The Ancient Quaker checks in with Penn, breaking down the growing pains of a young and inexperienced squad, but remaining optimistic about the Quakers” future.

Many years ago, a young man strode confidently onto a verdant campus in West Philadelphia. His eyes sparkled, his body lithe and sinewy, his mind was sharp and able. He had grand thoughts of becoming an engineer; to create wonderful machines to better mankind or perhaps destroy it, whichever job would pay him more. But there were parties to attend, beautiful women to meet and get rejected by, as well as many other diverse forms of collegiate debauchery to engage in. Still, life was good. That is until one semester when he took thermodynamics. Ah yes, thermodynamics, a trial by fire. It really brought the heat.

The Quaker Basketball season began in terrifying fashion. Twenty minutes into a brand new Zach Rosen-less year and down 24 to UMBC (KenPom: 314), the team looked disorganized, confused, lost, and the seemingly stillborn year was spinning hopelessly counterclockwise down the can. Then just as I was about to upchuck on to the shiny Palestra floor, nothing short of a miracle happened. The defense suddenly stiffened, shots started falling, and Captain Miles Cartwright took charge, dropping in 21 points while passing the ball to his teammates with aplomb. The Quakers showed grit, character, moxie and, after finally emerging with a 80-75 win, disaster (not to mention widespread fan alienation) was averted. Never, in all my years of watching Penn Basketball, had I witnessed such a comeback. Amazing.

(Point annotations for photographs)

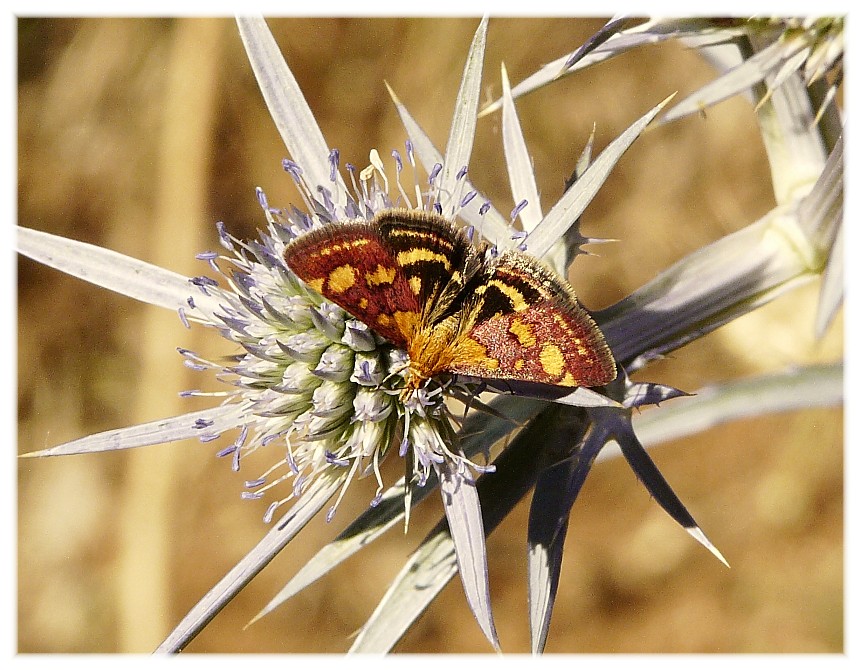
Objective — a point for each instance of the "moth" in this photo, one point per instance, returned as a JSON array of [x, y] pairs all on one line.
[[415, 279]]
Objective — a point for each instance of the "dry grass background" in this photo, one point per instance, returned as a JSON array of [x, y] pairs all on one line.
[[139, 135]]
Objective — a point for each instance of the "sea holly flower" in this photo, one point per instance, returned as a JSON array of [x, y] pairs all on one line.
[[294, 376]]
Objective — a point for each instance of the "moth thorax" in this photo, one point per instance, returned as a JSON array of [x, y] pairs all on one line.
[[431, 351]]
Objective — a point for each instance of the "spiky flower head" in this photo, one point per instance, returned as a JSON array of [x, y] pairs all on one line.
[[313, 383]]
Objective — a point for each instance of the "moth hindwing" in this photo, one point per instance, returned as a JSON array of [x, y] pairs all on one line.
[[415, 279]]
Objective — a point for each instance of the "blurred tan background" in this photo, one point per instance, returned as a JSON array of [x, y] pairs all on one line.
[[139, 135]]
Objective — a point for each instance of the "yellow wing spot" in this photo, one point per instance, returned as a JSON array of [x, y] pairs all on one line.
[[418, 254], [523, 332], [381, 275], [342, 278], [471, 354], [552, 360], [516, 298]]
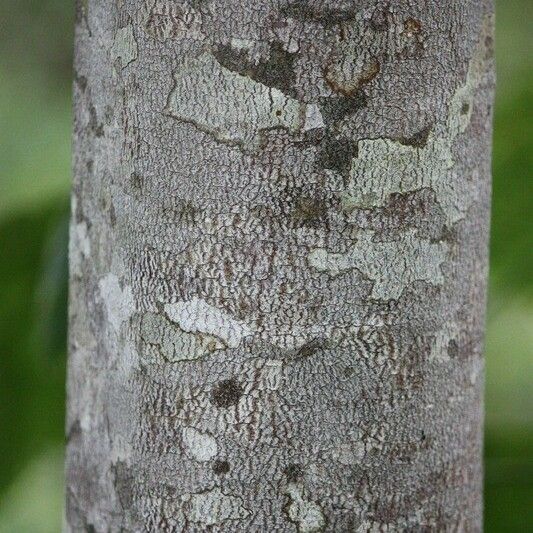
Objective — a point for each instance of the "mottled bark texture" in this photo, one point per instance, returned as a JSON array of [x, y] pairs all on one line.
[[278, 265]]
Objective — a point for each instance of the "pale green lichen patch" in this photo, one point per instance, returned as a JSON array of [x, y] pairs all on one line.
[[80, 246], [392, 266], [214, 507], [118, 301], [232, 107], [306, 514], [124, 46], [197, 316], [201, 446], [385, 166], [175, 344], [165, 19]]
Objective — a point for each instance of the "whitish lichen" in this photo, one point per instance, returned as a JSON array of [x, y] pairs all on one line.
[[201, 446], [214, 507], [306, 514], [392, 266], [197, 316], [232, 107], [124, 46], [175, 344]]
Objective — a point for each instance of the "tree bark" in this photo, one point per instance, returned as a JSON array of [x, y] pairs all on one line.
[[278, 265]]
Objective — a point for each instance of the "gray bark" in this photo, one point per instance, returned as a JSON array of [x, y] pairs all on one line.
[[278, 265]]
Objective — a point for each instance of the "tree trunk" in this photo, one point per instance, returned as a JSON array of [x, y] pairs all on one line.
[[278, 265]]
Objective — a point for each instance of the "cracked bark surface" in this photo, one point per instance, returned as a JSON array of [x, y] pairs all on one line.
[[278, 265]]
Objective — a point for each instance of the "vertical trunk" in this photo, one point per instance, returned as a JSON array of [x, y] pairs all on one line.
[[278, 265]]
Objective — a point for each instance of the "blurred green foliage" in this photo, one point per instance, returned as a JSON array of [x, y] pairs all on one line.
[[35, 74]]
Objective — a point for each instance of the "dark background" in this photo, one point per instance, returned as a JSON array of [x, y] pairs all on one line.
[[35, 101]]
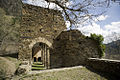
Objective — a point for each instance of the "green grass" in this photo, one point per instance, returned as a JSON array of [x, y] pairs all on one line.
[[34, 65], [38, 63], [38, 68], [71, 74]]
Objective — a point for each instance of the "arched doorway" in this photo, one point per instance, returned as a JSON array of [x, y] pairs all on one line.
[[40, 54]]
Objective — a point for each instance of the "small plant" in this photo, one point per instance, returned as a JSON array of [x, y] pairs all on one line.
[[99, 39]]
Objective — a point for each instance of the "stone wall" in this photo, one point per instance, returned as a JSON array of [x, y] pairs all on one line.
[[72, 48], [38, 25], [12, 7], [105, 65]]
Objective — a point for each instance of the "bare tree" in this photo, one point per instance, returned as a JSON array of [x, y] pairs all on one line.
[[80, 11]]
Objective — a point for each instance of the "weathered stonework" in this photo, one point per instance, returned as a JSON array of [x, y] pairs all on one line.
[[44, 29], [38, 25], [72, 48]]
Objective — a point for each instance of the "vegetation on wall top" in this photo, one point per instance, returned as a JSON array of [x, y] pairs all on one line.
[[99, 39]]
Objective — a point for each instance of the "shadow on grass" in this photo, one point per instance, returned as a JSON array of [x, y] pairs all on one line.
[[13, 55], [108, 76]]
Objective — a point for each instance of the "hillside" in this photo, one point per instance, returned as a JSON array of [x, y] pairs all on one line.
[[113, 50]]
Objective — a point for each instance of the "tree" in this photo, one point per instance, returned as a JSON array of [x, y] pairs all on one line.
[[80, 11]]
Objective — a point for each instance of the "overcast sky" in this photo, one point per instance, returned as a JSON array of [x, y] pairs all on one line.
[[108, 23]]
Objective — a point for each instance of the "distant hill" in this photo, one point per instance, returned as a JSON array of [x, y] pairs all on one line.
[[113, 50]]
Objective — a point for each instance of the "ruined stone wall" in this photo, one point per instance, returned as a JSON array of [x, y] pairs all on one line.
[[105, 65], [12, 7], [72, 48], [38, 25]]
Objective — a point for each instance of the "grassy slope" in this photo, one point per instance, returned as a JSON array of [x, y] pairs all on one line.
[[71, 74]]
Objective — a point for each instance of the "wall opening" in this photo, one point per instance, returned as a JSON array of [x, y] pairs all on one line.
[[40, 54]]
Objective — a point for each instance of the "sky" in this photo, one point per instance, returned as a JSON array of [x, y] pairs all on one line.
[[108, 24]]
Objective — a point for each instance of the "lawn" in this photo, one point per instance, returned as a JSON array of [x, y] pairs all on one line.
[[67, 74]]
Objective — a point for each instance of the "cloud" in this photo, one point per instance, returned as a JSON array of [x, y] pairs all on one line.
[[107, 31], [101, 18]]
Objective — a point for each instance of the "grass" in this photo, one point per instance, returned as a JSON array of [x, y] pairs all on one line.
[[34, 65], [71, 74], [38, 66]]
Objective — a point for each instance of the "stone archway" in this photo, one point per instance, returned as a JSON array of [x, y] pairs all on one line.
[[43, 52]]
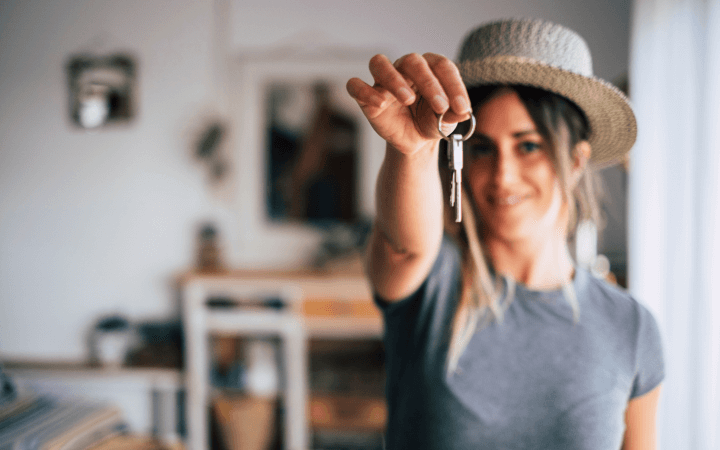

*Task description:* Reproduce the Penn basketball passage word for word, beginning at "The Quaker Basketball" and stopping after "a comeback. Amazing.".

*Result for this task:*
The Quaker Basketball season began in terrifying fashion. Twenty minutes into a brand new Zach Rosen-less year and down 24 to UMBC (KenPom: 314), the team looked disorganized, confused, lost, and the seemingly stillborn year was spinning hopelessly counterclockwise down the can. Then just as I was about to upchuck on to the shiny Palestra floor, nothing short of a miracle happened. The defense suddenly stiffened, shots started falling, and Captain Miles Cartwright took charge, dropping in 21 points while passing the ball to his teammates with aplomb. The Quakers showed grit, character, moxie and, after finally emerging with a 80-75 win, disaster (not to mention widespread fan alienation) was averted. Never, in all my years of watching Penn Basketball, had I witnessed such a comeback. Amazing.